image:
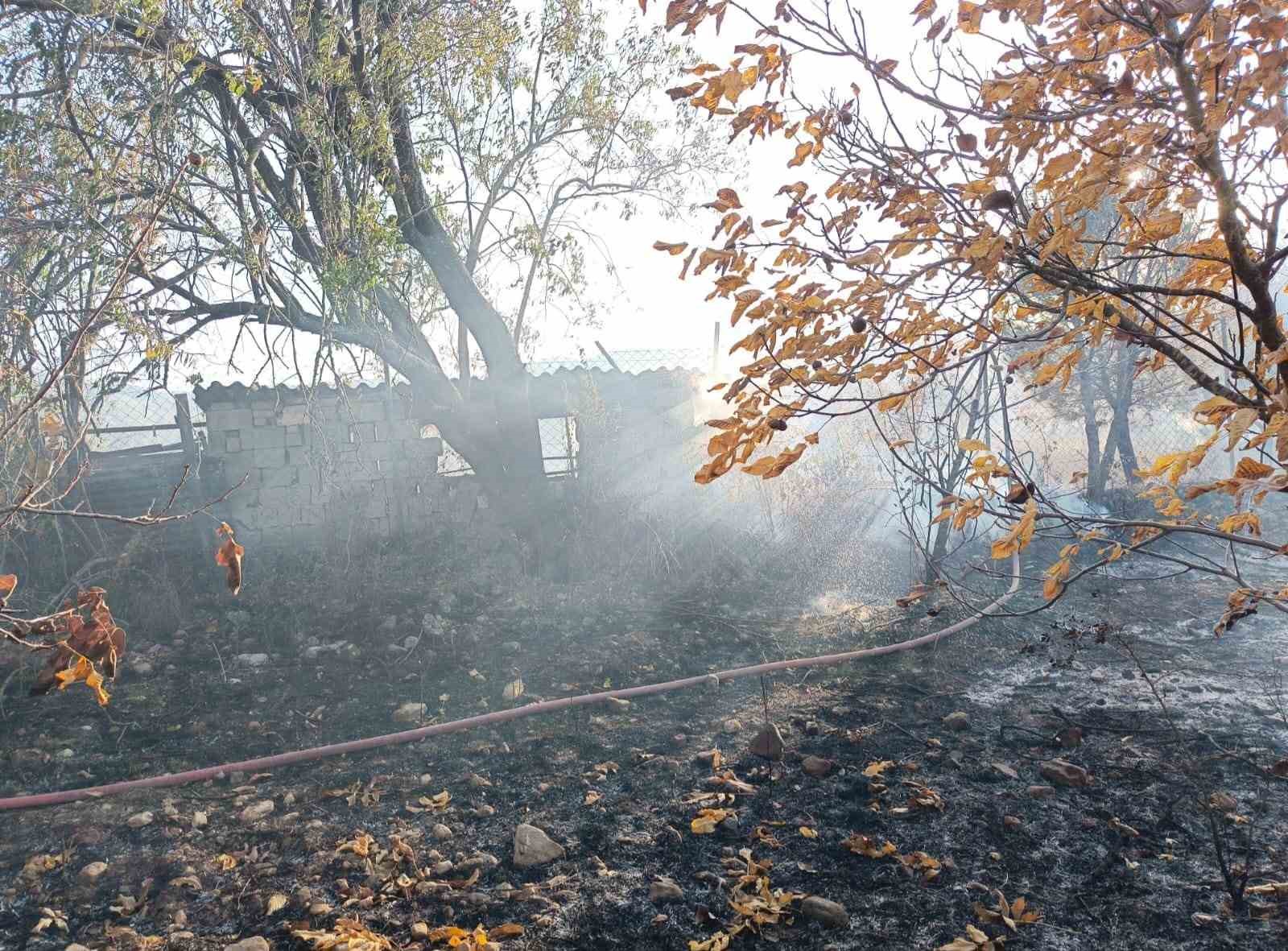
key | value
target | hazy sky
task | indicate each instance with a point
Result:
(643, 306)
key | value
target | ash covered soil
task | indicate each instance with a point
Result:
(1090, 760)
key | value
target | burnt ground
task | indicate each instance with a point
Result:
(1167, 717)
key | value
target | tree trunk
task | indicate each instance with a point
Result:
(1122, 406)
(1092, 429)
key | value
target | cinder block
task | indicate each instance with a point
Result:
(369, 410)
(268, 457)
(229, 416)
(362, 433)
(280, 477)
(293, 416)
(263, 437)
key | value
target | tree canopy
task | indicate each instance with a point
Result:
(942, 209)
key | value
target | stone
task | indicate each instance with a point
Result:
(480, 860)
(1069, 738)
(817, 766)
(1062, 772)
(665, 891)
(959, 721)
(826, 912)
(92, 873)
(410, 713)
(534, 847)
(768, 744)
(255, 944)
(257, 811)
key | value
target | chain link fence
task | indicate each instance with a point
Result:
(626, 361)
(135, 419)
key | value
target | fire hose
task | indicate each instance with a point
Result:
(489, 719)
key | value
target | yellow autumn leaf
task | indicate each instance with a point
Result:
(892, 403)
(1253, 469)
(1021, 535)
(706, 821)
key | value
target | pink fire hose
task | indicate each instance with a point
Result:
(407, 736)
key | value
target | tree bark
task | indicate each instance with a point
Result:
(1092, 432)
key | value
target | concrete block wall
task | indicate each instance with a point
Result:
(341, 465)
(322, 467)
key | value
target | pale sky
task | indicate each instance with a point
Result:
(644, 306)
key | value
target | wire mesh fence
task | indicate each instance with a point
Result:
(135, 419)
(630, 361)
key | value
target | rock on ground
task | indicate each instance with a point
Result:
(255, 944)
(257, 811)
(410, 713)
(534, 847)
(817, 766)
(92, 873)
(1062, 772)
(959, 719)
(665, 891)
(826, 912)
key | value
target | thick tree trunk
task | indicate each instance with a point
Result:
(496, 432)
(1092, 429)
(1122, 406)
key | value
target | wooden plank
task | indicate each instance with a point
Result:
(184, 419)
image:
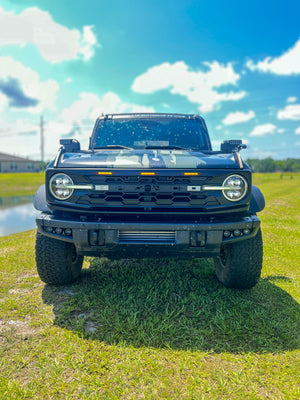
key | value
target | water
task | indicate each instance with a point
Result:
(17, 214)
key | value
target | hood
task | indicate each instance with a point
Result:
(145, 159)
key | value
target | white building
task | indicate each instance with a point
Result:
(9, 163)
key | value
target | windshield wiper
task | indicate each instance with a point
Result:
(113, 146)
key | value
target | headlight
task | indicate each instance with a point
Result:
(236, 188)
(60, 186)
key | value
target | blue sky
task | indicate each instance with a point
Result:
(235, 63)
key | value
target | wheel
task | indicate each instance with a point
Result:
(239, 264)
(57, 262)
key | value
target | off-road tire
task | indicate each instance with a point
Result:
(239, 264)
(57, 261)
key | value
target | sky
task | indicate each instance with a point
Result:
(235, 63)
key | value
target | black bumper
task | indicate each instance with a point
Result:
(147, 239)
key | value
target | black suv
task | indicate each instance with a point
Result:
(149, 185)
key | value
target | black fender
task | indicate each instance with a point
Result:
(257, 202)
(39, 201)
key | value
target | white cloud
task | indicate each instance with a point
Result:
(55, 42)
(45, 92)
(286, 64)
(197, 86)
(262, 130)
(291, 111)
(90, 106)
(291, 99)
(238, 117)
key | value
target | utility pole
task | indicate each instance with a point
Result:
(42, 140)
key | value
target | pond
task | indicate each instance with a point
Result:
(17, 214)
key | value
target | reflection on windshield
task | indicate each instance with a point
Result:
(141, 133)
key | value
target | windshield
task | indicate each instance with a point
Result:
(151, 133)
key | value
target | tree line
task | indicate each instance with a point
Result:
(270, 165)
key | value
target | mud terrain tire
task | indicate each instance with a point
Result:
(57, 261)
(239, 264)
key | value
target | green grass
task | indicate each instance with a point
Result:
(156, 329)
(20, 184)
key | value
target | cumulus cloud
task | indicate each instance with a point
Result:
(291, 99)
(262, 130)
(21, 85)
(197, 86)
(238, 117)
(291, 111)
(55, 42)
(89, 106)
(286, 64)
(12, 89)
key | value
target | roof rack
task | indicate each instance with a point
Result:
(149, 115)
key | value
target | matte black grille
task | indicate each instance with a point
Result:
(166, 237)
(138, 191)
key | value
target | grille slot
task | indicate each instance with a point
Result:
(166, 237)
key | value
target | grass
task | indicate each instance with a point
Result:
(20, 184)
(156, 329)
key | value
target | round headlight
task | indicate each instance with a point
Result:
(235, 188)
(59, 186)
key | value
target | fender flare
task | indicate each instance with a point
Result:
(257, 202)
(39, 201)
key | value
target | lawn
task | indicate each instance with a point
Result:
(20, 184)
(156, 329)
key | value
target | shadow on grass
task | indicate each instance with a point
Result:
(175, 304)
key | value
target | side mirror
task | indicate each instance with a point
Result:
(70, 145)
(231, 146)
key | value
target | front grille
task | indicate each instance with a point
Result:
(137, 191)
(166, 237)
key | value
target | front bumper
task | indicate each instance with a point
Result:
(146, 239)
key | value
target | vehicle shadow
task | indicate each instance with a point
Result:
(175, 304)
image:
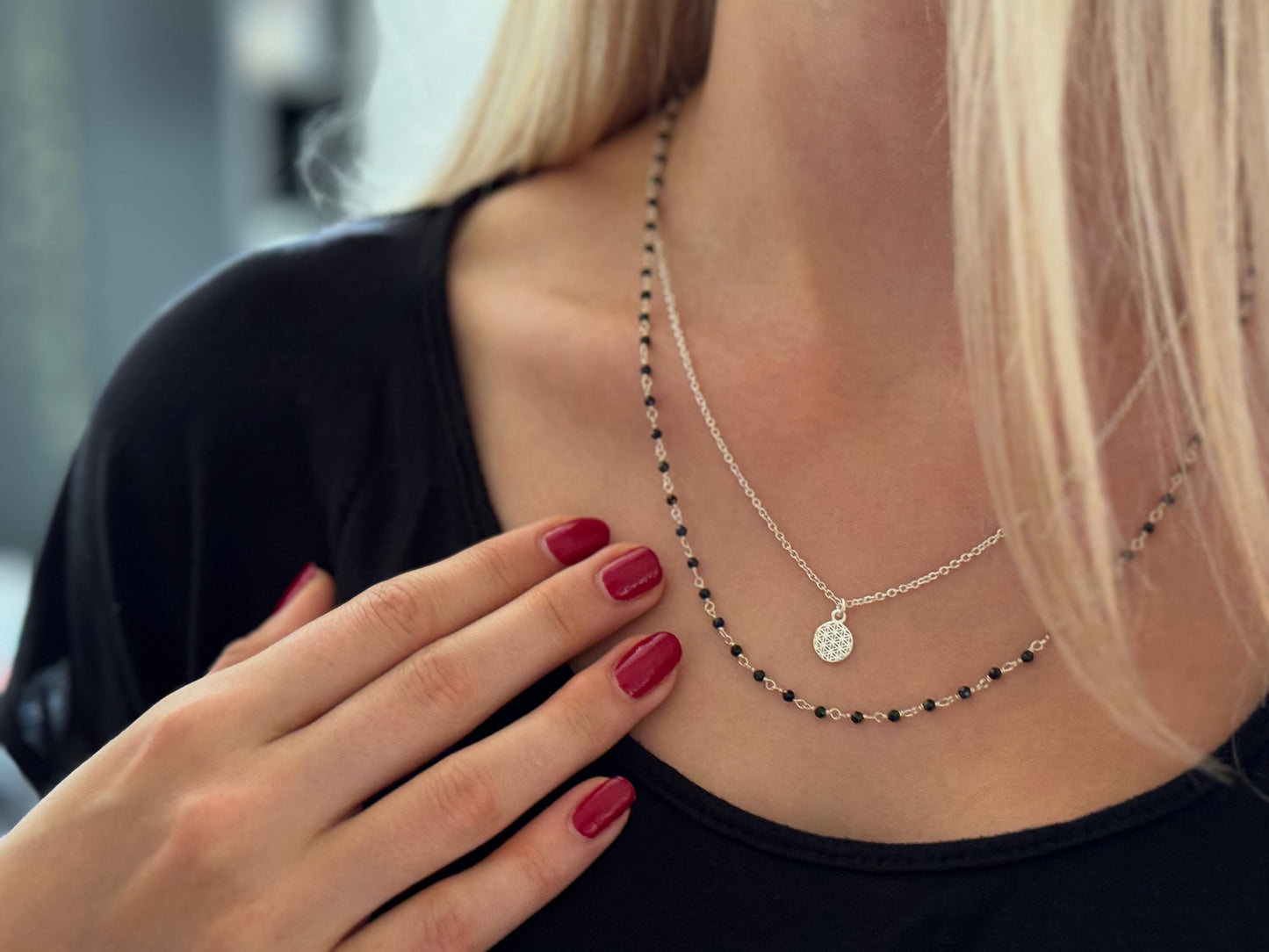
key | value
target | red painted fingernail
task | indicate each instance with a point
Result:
(646, 663)
(576, 539)
(307, 574)
(632, 574)
(603, 805)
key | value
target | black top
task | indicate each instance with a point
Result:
(304, 404)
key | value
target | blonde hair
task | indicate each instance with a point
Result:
(1175, 99)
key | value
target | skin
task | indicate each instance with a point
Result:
(825, 335)
(219, 818)
(806, 213)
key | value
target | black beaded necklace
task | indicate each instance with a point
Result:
(645, 343)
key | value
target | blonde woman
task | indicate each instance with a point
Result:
(909, 367)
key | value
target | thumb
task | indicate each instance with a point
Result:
(308, 597)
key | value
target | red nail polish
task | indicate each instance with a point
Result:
(576, 539)
(646, 663)
(307, 574)
(632, 574)
(603, 805)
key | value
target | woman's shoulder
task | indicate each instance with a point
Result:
(316, 325)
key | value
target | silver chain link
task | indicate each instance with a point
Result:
(895, 590)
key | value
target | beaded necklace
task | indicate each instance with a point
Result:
(650, 256)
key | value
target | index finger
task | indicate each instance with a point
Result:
(328, 660)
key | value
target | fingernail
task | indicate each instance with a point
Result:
(647, 663)
(576, 539)
(307, 574)
(603, 805)
(632, 574)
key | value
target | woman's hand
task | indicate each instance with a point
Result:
(230, 814)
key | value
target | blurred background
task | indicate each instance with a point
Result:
(145, 141)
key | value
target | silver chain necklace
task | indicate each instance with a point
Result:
(707, 601)
(833, 641)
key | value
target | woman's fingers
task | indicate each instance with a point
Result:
(481, 905)
(306, 675)
(310, 597)
(470, 796)
(442, 692)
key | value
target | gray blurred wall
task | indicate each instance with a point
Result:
(109, 203)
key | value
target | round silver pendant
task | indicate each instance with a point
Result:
(834, 641)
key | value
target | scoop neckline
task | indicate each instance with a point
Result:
(724, 818)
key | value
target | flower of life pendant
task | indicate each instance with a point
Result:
(833, 640)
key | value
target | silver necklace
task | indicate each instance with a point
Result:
(833, 640)
(838, 712)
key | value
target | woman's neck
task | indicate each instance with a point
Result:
(829, 121)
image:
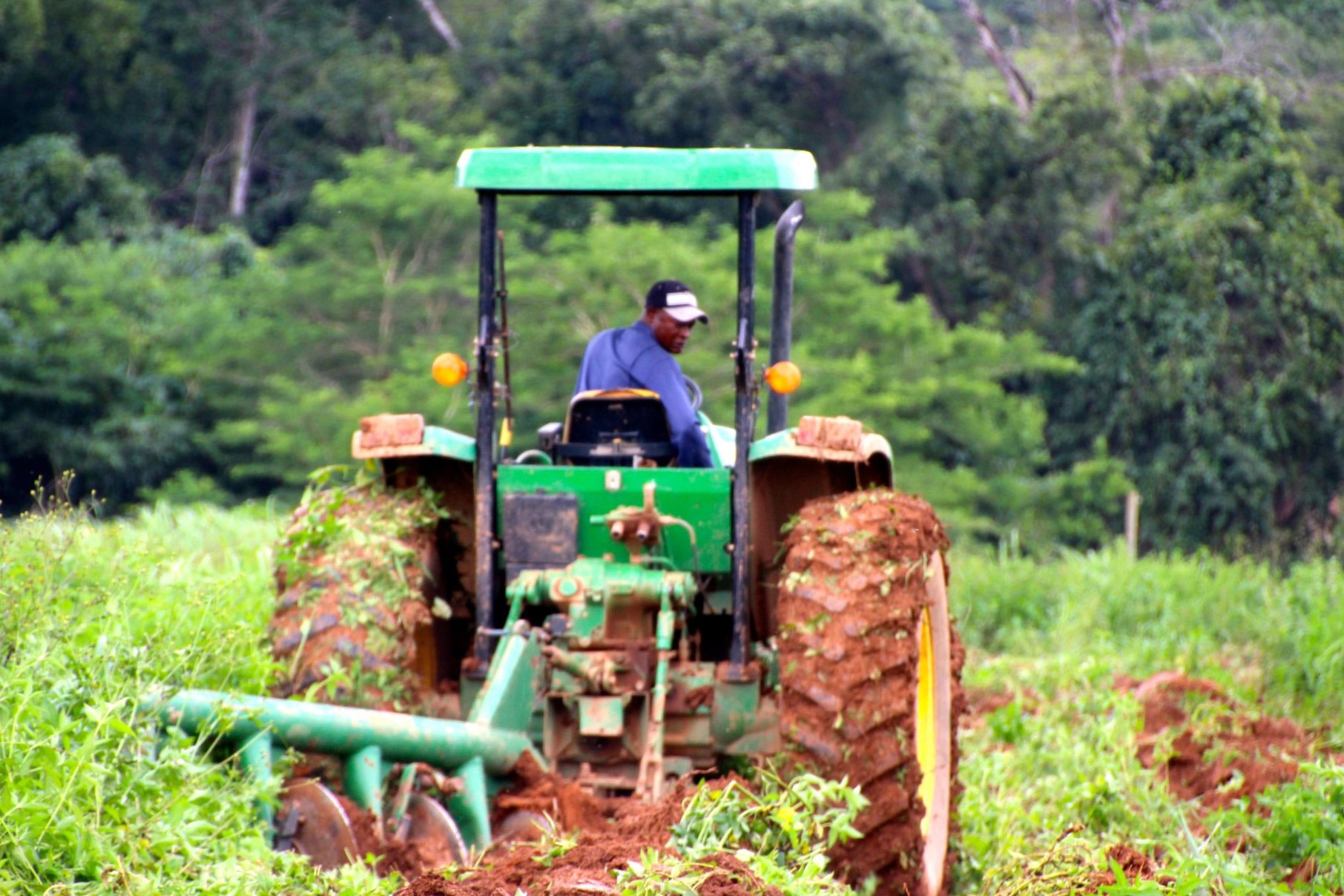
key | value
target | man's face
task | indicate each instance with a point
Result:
(670, 332)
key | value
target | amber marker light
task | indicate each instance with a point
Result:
(784, 377)
(449, 369)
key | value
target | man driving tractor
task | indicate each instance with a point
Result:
(642, 356)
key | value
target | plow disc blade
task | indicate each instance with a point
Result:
(312, 823)
(429, 823)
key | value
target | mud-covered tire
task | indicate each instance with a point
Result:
(358, 574)
(857, 597)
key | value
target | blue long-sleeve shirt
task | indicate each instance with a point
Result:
(630, 358)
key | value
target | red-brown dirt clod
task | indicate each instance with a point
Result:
(1210, 750)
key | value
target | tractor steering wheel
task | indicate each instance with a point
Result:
(694, 392)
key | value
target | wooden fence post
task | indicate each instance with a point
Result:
(1132, 501)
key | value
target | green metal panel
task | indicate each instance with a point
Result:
(589, 170)
(698, 496)
(448, 444)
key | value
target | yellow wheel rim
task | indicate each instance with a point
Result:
(925, 727)
(933, 725)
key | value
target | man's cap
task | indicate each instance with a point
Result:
(676, 298)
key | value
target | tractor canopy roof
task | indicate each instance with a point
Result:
(628, 170)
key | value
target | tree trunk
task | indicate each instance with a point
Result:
(1109, 11)
(245, 128)
(1018, 89)
(440, 24)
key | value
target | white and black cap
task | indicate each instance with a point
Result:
(676, 298)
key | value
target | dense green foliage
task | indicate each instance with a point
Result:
(228, 233)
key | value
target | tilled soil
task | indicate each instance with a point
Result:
(851, 597)
(1210, 750)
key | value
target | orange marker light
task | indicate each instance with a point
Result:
(449, 369)
(784, 378)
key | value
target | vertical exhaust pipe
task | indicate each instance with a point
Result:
(781, 308)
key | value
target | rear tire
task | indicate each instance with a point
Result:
(870, 668)
(358, 576)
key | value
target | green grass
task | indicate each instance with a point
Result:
(97, 616)
(1269, 636)
(93, 619)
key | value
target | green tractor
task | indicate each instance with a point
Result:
(613, 619)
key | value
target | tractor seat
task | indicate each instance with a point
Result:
(616, 427)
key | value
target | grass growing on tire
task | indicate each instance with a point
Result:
(355, 578)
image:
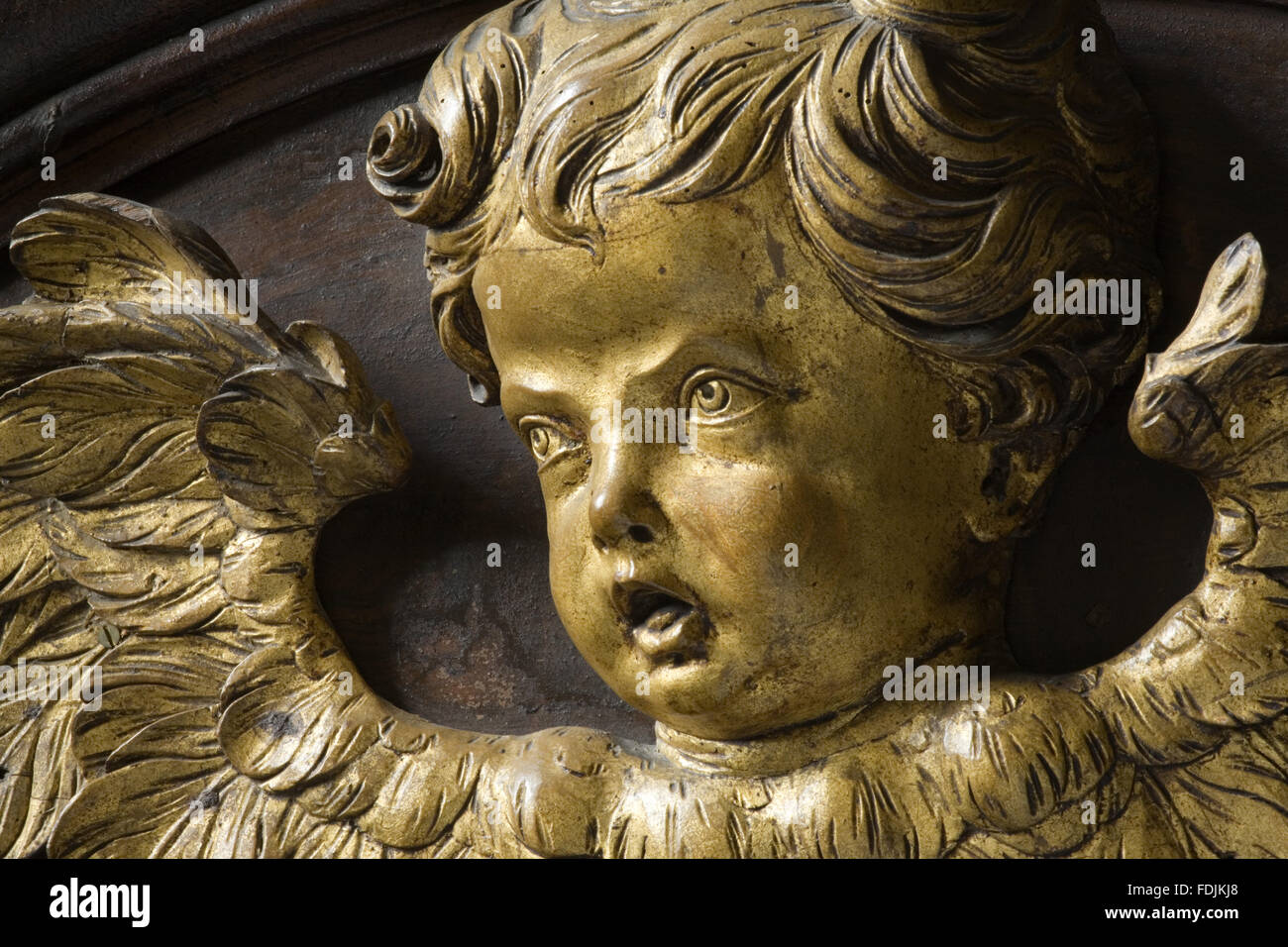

== == ==

● **Instructions to follow**
Among the lines above, repeat exactly those from the line with "target | green metal panel" to the line with "target | tractor canopy roof", counting both ends.

● **Response to this exercise**
target | green metal panel
task | indicate each instance with a point
Result:
(589, 170)
(698, 496)
(448, 444)
key | value
target | yellow wheel rim
task | indicate each instance with a point
Result:
(925, 727)
(933, 725)
key | value
target | man's cap
task | indicate each instance with a point
Result:
(676, 298)
key | value
target | tractor canopy roof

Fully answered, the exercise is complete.